DIRECTIONS FOR THIS TASK: Starting at the line below that contains "of the turquoise", print each line through the end of the records exactly as it appears.

STORED RECORDS:
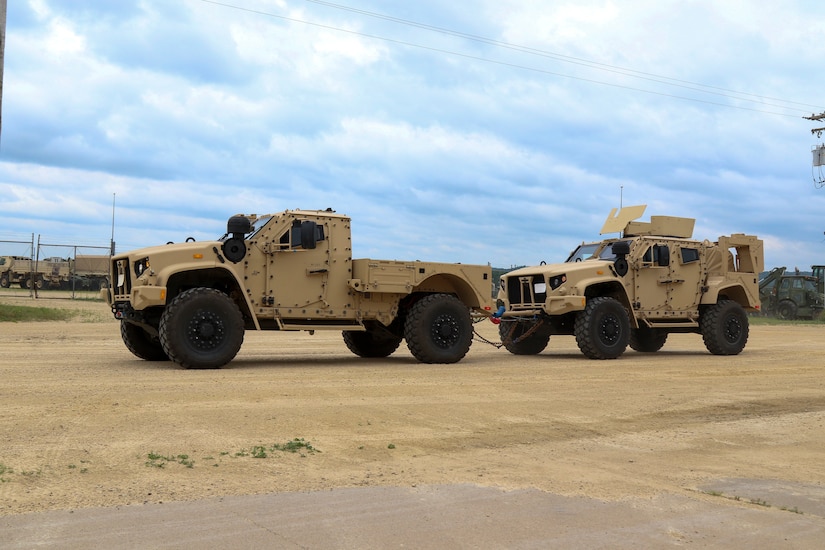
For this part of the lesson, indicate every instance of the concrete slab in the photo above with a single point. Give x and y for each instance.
(454, 516)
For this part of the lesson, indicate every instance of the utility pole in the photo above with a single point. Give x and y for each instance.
(817, 118)
(2, 54)
(818, 151)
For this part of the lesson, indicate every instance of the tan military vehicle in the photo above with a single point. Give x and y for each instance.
(191, 302)
(636, 289)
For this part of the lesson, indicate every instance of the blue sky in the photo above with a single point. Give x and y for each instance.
(498, 131)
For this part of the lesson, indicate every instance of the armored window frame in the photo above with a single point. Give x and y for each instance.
(689, 255)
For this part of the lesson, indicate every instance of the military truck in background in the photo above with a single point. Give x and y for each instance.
(291, 271)
(791, 295)
(20, 270)
(653, 280)
(82, 272)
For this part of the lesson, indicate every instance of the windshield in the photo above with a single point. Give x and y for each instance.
(602, 250)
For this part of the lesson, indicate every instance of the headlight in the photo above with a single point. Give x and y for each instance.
(141, 266)
(557, 280)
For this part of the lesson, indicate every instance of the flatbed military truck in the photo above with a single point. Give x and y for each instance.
(790, 295)
(292, 271)
(636, 289)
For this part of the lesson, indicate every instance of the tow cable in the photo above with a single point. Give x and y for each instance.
(495, 318)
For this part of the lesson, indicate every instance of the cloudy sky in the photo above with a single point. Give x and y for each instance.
(474, 131)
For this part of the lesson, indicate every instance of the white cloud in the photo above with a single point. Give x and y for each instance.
(191, 112)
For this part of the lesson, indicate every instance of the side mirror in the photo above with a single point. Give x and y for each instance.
(620, 250)
(234, 249)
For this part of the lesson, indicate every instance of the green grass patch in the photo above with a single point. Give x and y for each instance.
(297, 445)
(22, 314)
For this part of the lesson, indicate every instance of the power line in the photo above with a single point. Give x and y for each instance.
(713, 90)
(565, 58)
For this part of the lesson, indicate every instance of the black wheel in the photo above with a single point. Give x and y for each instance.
(513, 337)
(438, 329)
(373, 342)
(602, 329)
(786, 310)
(724, 328)
(141, 343)
(647, 340)
(201, 328)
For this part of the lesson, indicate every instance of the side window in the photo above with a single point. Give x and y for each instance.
(304, 234)
(689, 255)
(657, 255)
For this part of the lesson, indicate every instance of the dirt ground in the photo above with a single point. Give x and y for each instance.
(83, 423)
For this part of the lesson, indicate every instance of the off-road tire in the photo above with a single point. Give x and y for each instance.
(647, 340)
(371, 343)
(511, 333)
(724, 328)
(602, 329)
(786, 310)
(438, 329)
(202, 328)
(141, 343)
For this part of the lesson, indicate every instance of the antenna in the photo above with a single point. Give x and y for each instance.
(112, 240)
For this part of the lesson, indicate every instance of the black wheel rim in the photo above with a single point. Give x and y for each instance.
(205, 331)
(733, 329)
(445, 331)
(610, 329)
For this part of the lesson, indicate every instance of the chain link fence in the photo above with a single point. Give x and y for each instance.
(48, 270)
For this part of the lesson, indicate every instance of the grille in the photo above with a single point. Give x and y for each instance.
(121, 277)
(526, 291)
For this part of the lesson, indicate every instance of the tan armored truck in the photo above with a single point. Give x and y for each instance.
(636, 289)
(191, 302)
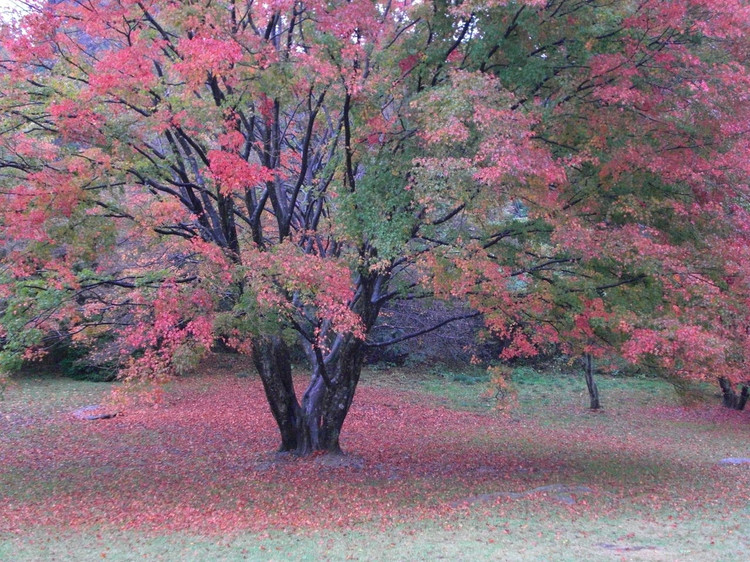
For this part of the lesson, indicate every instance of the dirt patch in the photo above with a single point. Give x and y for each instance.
(559, 492)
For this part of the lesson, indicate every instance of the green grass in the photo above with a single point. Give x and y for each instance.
(657, 490)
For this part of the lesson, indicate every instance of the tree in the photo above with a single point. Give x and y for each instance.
(273, 174)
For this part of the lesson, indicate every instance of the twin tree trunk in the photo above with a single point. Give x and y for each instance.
(730, 398)
(315, 423)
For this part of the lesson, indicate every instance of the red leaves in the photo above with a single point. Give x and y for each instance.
(235, 175)
(200, 462)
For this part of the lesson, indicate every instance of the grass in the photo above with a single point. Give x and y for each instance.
(437, 472)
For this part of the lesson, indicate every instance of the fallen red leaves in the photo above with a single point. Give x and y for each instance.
(200, 462)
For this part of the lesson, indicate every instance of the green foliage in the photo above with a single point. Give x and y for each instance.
(77, 364)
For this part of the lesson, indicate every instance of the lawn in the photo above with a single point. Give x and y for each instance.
(434, 470)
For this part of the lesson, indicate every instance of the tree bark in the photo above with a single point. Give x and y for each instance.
(594, 402)
(315, 423)
(271, 358)
(730, 398)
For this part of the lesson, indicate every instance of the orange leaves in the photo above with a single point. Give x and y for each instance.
(321, 283)
(128, 69)
(235, 175)
(204, 56)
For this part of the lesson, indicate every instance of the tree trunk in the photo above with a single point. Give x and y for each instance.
(730, 398)
(315, 424)
(594, 403)
(328, 399)
(271, 358)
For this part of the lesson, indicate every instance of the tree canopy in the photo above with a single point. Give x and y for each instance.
(175, 173)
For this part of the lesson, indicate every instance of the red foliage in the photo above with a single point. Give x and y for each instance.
(198, 461)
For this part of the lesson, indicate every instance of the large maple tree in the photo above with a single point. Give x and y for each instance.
(272, 174)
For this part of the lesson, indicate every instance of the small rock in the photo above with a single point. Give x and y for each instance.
(735, 460)
(93, 412)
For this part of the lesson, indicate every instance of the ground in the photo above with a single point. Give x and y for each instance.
(433, 470)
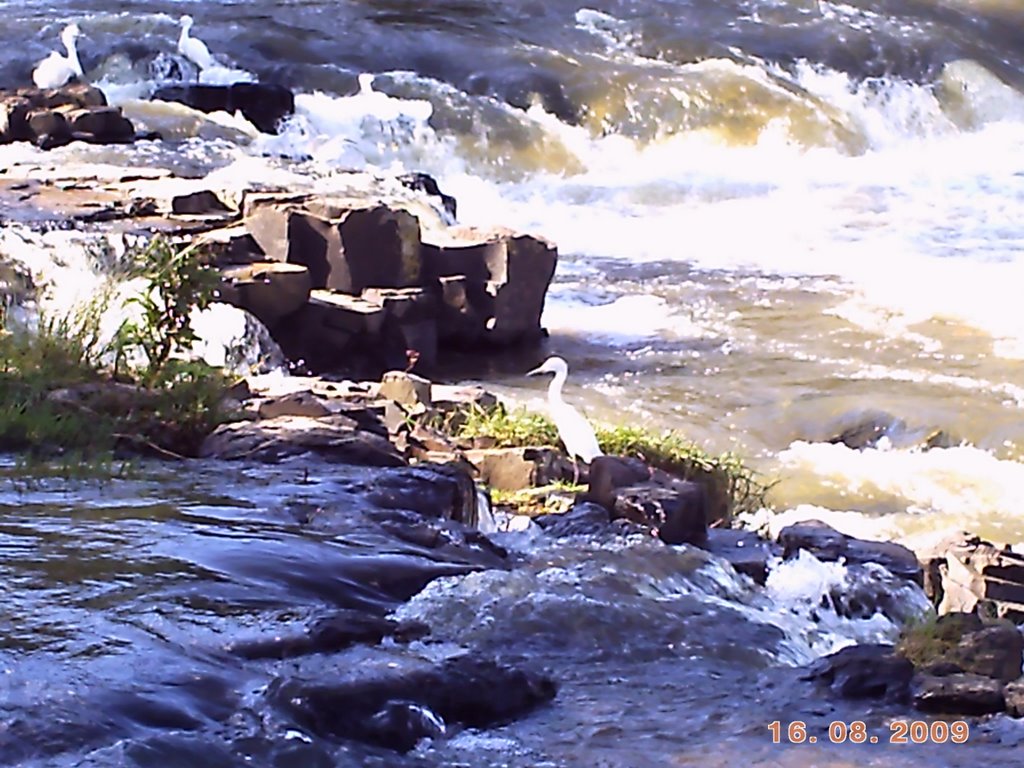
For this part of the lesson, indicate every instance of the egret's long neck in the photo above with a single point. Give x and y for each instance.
(555, 388)
(73, 54)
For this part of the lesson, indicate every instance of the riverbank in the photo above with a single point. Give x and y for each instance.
(646, 543)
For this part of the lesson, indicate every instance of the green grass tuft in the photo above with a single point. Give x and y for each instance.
(734, 486)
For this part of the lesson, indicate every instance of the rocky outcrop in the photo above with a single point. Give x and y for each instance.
(828, 545)
(56, 117)
(967, 573)
(395, 710)
(381, 287)
(263, 104)
(677, 511)
(863, 672)
(960, 693)
(336, 436)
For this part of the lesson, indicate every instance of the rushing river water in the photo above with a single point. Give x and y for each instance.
(776, 219)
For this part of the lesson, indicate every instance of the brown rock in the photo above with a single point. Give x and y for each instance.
(14, 119)
(513, 269)
(958, 694)
(827, 544)
(1014, 695)
(269, 290)
(992, 651)
(107, 124)
(295, 403)
(678, 514)
(271, 439)
(48, 123)
(406, 388)
(515, 468)
(966, 573)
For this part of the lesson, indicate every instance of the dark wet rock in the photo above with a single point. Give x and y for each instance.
(582, 519)
(437, 491)
(329, 635)
(826, 544)
(516, 468)
(54, 117)
(268, 290)
(1013, 693)
(966, 573)
(744, 550)
(677, 511)
(958, 694)
(992, 651)
(263, 104)
(863, 672)
(678, 514)
(426, 183)
(507, 278)
(337, 437)
(468, 691)
(406, 388)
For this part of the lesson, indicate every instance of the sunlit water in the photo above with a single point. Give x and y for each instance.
(774, 219)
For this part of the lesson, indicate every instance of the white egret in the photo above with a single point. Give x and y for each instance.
(55, 70)
(193, 48)
(573, 429)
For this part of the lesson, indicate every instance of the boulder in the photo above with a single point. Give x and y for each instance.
(507, 272)
(863, 672)
(966, 573)
(957, 694)
(826, 544)
(676, 513)
(294, 403)
(394, 710)
(515, 468)
(103, 125)
(582, 519)
(337, 437)
(269, 290)
(406, 388)
(348, 245)
(263, 104)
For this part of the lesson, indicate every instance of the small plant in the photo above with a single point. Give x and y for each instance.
(178, 282)
(733, 485)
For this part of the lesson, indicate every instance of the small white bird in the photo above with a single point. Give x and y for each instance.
(577, 434)
(55, 70)
(193, 48)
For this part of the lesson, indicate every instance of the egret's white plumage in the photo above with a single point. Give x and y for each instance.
(55, 70)
(574, 430)
(193, 48)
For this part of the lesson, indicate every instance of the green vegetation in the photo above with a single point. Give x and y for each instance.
(734, 486)
(58, 396)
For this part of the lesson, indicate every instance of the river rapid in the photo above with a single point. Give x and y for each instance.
(776, 219)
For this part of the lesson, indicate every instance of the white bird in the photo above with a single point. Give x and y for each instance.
(573, 429)
(55, 70)
(193, 48)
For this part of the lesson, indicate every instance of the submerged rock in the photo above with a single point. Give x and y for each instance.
(829, 545)
(263, 104)
(864, 672)
(960, 693)
(396, 710)
(328, 635)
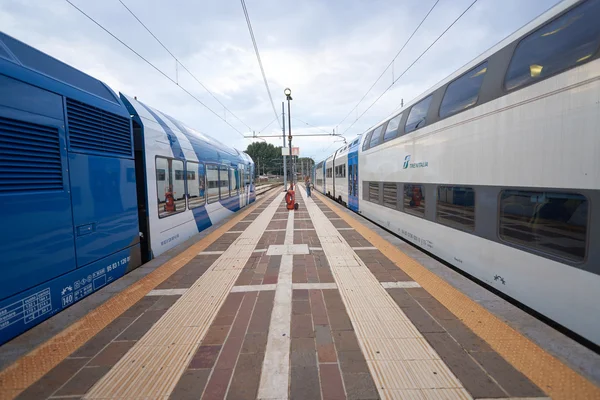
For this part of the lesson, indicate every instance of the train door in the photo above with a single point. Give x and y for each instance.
(353, 181)
(242, 186)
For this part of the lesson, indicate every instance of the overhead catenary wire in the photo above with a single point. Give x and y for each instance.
(410, 66)
(269, 124)
(182, 65)
(312, 126)
(262, 70)
(391, 62)
(154, 66)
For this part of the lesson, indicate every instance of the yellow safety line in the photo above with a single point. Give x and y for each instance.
(32, 366)
(545, 370)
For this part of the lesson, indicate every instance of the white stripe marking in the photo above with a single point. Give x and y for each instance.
(319, 286)
(252, 288)
(274, 379)
(402, 285)
(290, 249)
(167, 292)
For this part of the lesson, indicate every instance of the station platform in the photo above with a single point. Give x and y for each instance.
(309, 304)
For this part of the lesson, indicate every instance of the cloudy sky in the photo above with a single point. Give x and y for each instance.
(329, 52)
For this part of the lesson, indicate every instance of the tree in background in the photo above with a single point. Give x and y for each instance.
(268, 160)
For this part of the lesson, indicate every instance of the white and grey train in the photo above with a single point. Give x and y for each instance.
(496, 169)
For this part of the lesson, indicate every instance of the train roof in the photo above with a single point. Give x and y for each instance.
(209, 147)
(22, 62)
(530, 26)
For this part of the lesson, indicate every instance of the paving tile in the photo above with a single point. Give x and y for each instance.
(435, 308)
(229, 354)
(300, 307)
(246, 377)
(317, 306)
(331, 382)
(510, 379)
(240, 324)
(255, 343)
(136, 330)
(402, 298)
(360, 387)
(464, 336)
(261, 318)
(339, 321)
(304, 383)
(352, 361)
(111, 354)
(54, 379)
(470, 374)
(83, 381)
(102, 338)
(300, 294)
(223, 319)
(419, 293)
(190, 385)
(345, 341)
(216, 334)
(422, 320)
(302, 326)
(231, 304)
(164, 303)
(205, 357)
(217, 384)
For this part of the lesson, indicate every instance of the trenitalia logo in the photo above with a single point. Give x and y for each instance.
(408, 164)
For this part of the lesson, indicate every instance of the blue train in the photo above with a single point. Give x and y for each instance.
(94, 184)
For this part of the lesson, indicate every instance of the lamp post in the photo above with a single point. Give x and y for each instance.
(288, 95)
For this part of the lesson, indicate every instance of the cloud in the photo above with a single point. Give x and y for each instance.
(329, 53)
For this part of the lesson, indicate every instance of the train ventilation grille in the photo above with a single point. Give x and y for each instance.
(92, 130)
(30, 157)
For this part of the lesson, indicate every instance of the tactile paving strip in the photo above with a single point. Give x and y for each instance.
(31, 367)
(153, 366)
(381, 326)
(546, 371)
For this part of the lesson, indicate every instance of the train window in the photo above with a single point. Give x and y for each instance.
(391, 131)
(235, 180)
(195, 184)
(456, 207)
(367, 140)
(414, 199)
(418, 113)
(170, 190)
(390, 195)
(554, 223)
(375, 137)
(568, 41)
(463, 92)
(224, 181)
(374, 192)
(212, 179)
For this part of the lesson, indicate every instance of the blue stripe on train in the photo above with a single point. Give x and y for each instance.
(173, 141)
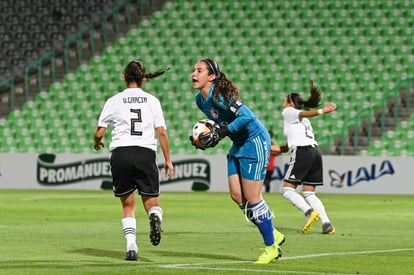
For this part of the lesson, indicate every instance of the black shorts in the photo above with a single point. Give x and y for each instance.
(134, 168)
(305, 166)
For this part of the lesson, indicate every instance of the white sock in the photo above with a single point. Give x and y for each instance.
(129, 227)
(155, 210)
(316, 204)
(296, 199)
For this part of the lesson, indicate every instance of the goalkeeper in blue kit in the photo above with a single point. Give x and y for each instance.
(218, 98)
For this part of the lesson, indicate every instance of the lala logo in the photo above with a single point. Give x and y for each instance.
(351, 178)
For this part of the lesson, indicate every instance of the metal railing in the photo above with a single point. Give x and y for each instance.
(356, 122)
(9, 82)
(395, 95)
(37, 66)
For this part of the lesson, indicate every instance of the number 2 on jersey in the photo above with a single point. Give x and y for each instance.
(135, 123)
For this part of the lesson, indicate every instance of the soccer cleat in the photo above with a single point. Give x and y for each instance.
(279, 237)
(310, 219)
(131, 255)
(270, 253)
(328, 228)
(155, 229)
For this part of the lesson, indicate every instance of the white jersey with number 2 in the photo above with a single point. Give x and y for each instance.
(134, 114)
(299, 132)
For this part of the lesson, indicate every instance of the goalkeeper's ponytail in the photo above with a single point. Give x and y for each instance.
(223, 86)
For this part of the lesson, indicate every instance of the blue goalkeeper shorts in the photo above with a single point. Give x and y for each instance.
(250, 159)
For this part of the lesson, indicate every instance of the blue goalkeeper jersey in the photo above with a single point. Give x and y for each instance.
(240, 120)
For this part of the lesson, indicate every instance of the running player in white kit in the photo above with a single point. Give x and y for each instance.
(305, 167)
(136, 116)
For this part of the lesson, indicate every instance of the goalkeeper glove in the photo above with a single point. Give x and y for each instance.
(223, 132)
(195, 145)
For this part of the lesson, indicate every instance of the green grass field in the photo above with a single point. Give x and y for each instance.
(79, 232)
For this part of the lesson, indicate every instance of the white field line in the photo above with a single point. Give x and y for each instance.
(207, 266)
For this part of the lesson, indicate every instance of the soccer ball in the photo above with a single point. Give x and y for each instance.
(202, 131)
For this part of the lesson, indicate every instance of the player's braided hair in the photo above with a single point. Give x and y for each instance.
(135, 72)
(223, 85)
(312, 102)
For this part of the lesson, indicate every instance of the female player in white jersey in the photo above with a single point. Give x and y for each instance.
(305, 166)
(136, 116)
(218, 98)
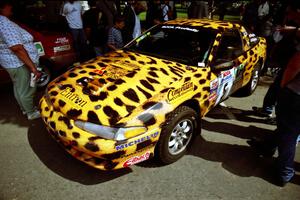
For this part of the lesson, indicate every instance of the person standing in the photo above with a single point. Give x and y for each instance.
(115, 40)
(94, 23)
(250, 15)
(132, 28)
(165, 11)
(72, 10)
(288, 119)
(19, 57)
(263, 14)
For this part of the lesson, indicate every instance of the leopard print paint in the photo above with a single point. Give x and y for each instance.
(125, 89)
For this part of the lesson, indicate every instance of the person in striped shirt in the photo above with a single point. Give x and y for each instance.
(115, 39)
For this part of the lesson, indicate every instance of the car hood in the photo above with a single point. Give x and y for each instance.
(107, 89)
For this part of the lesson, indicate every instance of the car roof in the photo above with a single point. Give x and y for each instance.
(204, 23)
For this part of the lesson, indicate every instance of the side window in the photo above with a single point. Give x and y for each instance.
(230, 47)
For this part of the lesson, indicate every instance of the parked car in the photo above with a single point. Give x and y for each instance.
(148, 98)
(56, 54)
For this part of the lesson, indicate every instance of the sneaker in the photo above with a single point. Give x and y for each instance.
(262, 112)
(34, 115)
(271, 121)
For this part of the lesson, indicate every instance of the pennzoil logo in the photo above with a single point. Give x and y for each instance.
(67, 93)
(176, 93)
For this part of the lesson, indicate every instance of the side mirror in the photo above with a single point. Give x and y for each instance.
(224, 66)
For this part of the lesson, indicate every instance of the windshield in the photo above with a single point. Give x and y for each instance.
(188, 45)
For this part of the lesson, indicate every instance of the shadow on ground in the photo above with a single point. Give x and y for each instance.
(10, 112)
(63, 164)
(219, 112)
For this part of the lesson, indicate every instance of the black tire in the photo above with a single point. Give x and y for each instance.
(176, 119)
(46, 76)
(251, 86)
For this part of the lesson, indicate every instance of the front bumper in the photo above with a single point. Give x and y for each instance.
(95, 151)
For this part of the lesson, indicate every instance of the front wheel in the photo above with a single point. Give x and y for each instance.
(176, 134)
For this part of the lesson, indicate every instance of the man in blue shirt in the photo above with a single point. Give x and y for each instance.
(19, 57)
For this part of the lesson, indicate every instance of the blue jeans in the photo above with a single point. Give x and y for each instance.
(288, 127)
(80, 43)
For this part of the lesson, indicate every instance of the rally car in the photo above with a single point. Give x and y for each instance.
(56, 53)
(147, 99)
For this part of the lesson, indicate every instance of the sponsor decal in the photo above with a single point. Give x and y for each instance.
(71, 96)
(125, 64)
(137, 141)
(61, 48)
(238, 72)
(181, 28)
(176, 93)
(226, 76)
(213, 89)
(137, 159)
(214, 84)
(213, 96)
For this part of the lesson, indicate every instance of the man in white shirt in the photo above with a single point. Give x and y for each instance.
(132, 28)
(72, 10)
(263, 9)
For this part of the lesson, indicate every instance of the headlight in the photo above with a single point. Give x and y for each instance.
(111, 133)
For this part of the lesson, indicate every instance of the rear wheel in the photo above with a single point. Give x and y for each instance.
(176, 134)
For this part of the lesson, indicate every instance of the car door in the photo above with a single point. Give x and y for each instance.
(226, 64)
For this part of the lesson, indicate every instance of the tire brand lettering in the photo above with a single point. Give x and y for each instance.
(137, 159)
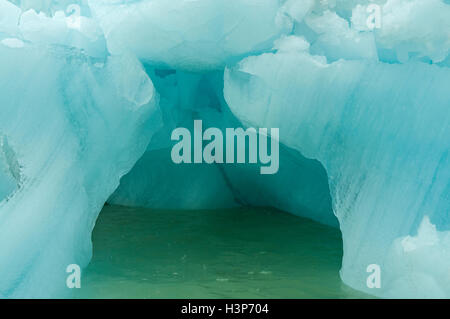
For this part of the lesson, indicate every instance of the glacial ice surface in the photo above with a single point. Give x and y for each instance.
(63, 117)
(382, 133)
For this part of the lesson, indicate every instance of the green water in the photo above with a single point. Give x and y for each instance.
(238, 253)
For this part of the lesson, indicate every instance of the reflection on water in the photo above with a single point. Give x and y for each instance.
(237, 253)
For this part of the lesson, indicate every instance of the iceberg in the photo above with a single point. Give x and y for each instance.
(377, 129)
(91, 90)
(56, 139)
(191, 35)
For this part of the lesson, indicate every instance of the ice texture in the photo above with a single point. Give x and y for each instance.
(300, 186)
(377, 129)
(192, 35)
(363, 115)
(63, 118)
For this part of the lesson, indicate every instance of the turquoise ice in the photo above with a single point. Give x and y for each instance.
(91, 90)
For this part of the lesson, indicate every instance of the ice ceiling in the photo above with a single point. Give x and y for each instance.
(90, 92)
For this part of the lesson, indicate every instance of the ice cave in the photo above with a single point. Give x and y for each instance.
(91, 91)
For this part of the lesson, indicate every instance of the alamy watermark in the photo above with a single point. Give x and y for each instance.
(234, 150)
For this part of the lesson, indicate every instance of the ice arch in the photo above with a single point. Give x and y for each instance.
(381, 132)
(300, 186)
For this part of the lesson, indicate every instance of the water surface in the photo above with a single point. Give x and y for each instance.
(236, 253)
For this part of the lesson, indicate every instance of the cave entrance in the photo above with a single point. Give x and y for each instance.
(231, 253)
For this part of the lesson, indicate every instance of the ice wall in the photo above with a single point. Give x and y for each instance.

IN RESPONSE:
For this part of the lesson, indicate every instance of the turquoise ice in the photo above with a single point. Give x and y for each instance.
(91, 90)
For this part of the lesson, indicate every instance of the ice ceiling in the photo above with a single point. Give x and y for each instance.
(90, 92)
For this part of the lesson, indicate every instance of the ice cave in the photo above with a single point. Give x and y for each instance.
(91, 91)
For this part of the lesson, indicate every instance of the alamy watermark in the photo above with a single point. Give x and y for each instance.
(234, 150)
For this part of the lesson, indicate every instance of the ice arch in the photo above with a single point. Give x and y for each instance.
(381, 132)
(300, 186)
For this part of the lesson, indicate every instance of the water surface in the photo above with a single point. Give x and y for each instance.
(236, 253)
For this part of the lesson, indicate every instance of the cave entrance in the photo above with a single point. Give x and y for each instance.
(231, 253)
For this part of the lesson, indicate every instance of the ice wall in the photo above with a single point. Give x and y for each instance.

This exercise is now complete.